§ Your objective
Would you transcribe, word for word, the part of the text on pardon powers between "In the UK case" and "by the courts.", inclusive?

§ Text excerpt
********************
The Indian Supreme Court in the case of Maru Ram v Union of India and others [1981] held that the power under Article 72 is to be exercised on the advice of the central government and not by the president on his own and that the advice of the government binds the head of the republic.
In Malaysia, there is no specific mention in Article 42 that the YDPA must only act and decide on the advice of the Pardons Board.
In Singapore, it is an executive power exercised pursuant to Article 22P of Singapore’s constitution which specifically states that the president in granting a pardon shall act on the advice of the cabinet. In the case of Yong Vui Kong v Attorney General [2011], Singapore’s Highest Court held:
“It, therefore, follows that if, hypothetically speaking, conclusive evidence is produced to the court to show that the cabinet never met to consider the offender’s case at all, or that the cabinet did not consider the Art 22P(2) materials placed before it and merely tossed a coin to determine what advice to give to the President…the cabinet would have acted in breach of Art 22P(2).
“If the courts cannot intervene to correct a breach of Art 22P of this nature, the rule of law would be rendered nugatory. In this regard, it should be noted that in Singapore…the making of a clemency decision pursuant to Art 22P is now “not a private act of grace from an individual happening to possess power …”
The same applies in Hong Kong that the power of clemency is justiciable as the decision is made by the chief executive of the Hong Kong Special Administrative Region pursuant to Article 48(12) of the Basic Law of the Hong Kong Special Administrative Region as was held in the case of Ch’ng Poh v The Chief Executive of the Hong Kong Special Administrative Region Case No 182 [2002] where the court said:
“…the Basic Law gave the SAR Chief Executive prerogative powers, it did not seek to place him above the law as his powers were defined and constrained by the Basic Law, the office of SAR Chief Executive being a creature of that law.”
In the UK case of R v Secretary for the Home Department, ex parte Bentley [1993] the court held that it had the jurisdiction to review the exercise of royal prerogative of mercy as it is exercised by the home minister, who is a member of the executive.
Hence, in the above countries, there are express wordings either in the constitution or statute that decisions on pardons must be acted upon advice, are not exercised personally at the discretion of the king or president, and therefore are amenable to review by the courts.
However, in Malaysia, the courts have consistently held that the power and decision to pardon is non-justiciable and that it is not amenable to review by the courts – thereby fortifying the notion that the grant of pardon by the YDPA is done personally at the behest and mercy of His Majesty.
In this sense, to argue that the grant of pardon is an executive act, then it must necessarily mean that decisions relating to pardons cannot be immune from being reviewed by the courts based on the doctrine of separation of powers.
********************
§ Supplied information
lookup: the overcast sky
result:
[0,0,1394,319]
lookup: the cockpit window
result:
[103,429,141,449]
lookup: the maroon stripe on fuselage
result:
********************
§ Written reply
In the UK case of R v Secretary for the Home Department, ex parte Bentley [1993] the court held that it had the jurisdiction to review the exercise of royal prerogative of mercy as it is exercised by the home minister, who is a member of the executive.
Hence, in the above countries, there are express wordings either in the constitution or statute that decisions on pardons must be acted upon advice, are not exercised personally at the discretion of the king or president, and therefore are amenable to review by the courts.